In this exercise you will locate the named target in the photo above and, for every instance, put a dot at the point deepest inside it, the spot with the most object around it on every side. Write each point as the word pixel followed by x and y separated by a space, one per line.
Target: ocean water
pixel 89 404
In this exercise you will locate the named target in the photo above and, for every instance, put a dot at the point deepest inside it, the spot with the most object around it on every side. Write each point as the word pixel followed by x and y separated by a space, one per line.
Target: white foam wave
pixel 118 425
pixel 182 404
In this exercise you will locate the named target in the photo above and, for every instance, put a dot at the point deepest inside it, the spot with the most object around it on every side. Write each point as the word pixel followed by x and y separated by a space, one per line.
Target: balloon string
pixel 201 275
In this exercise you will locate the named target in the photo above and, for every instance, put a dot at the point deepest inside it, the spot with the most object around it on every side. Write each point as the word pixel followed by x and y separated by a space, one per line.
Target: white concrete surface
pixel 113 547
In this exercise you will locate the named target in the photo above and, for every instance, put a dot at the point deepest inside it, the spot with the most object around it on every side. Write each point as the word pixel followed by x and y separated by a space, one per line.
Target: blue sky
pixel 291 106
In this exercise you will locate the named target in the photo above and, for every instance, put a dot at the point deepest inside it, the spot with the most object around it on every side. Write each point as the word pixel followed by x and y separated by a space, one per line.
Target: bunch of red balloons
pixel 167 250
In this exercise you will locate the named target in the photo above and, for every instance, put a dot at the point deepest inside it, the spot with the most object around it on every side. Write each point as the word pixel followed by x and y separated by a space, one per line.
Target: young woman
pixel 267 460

──────────

**Problem**: All lines of the data above must be repeated exactly.

**Finished exercise**:
In this exercise you will locate the named target in the photo above and, for every instance, put a dot at the point deepest inside it, the spot with the most object around it on every side. Write each point as the word pixel followed by x and y separated by a space, one per line.
Target: ocean water
pixel 89 404
In this exercise you will locate the named target in the photo above and, for every instance, put a dot at the point deepest inside it, the spot with the most object around it on every side. Write each point as the word pixel followed by x and y separated by a space, one per line.
Target: white foam wave
pixel 118 425
pixel 182 404
In this exercise you will locate the named target in the photo above and, for every instance, put a dot at the point deepest inside it, the spot with the most object around it on every side. Write each point as the word pixel followed by x and y separated by a space, one per line.
Target: balloon string
pixel 201 275
In this exercise you will locate the named target in the photo above and, for every instance, put a dot at the point deepest inside it, the spot with the most object around it on every side. Write each point as the word pixel followed by x and y separated by a space, one per line.
Target: white concrete surface
pixel 113 547
In this exercise you will locate the named target in the photo above and, for every instance, put a dot at the point deepest inside it, the spot with the most object around it on every side. Write each point as the word pixel followed by x and y separated by a space, one per line.
Target: blue sky
pixel 291 106
In this exercise you will locate the named target in the photo above and, for every instance, put a dot at the point deepest inside it, the spot with the most object around it on every side. Write each point as the word pixel followed by x and y separated by a space, one per line.
Target: bunch of red balloons
pixel 167 250
In this exercise you will locate the named target in the photo above and, for every instance, put a dot at the point deepest inside it, the spot with the most object around it on every side. Write each point as the word pixel followed by x and y separated by a space, one per line.
Target: young woman
pixel 267 460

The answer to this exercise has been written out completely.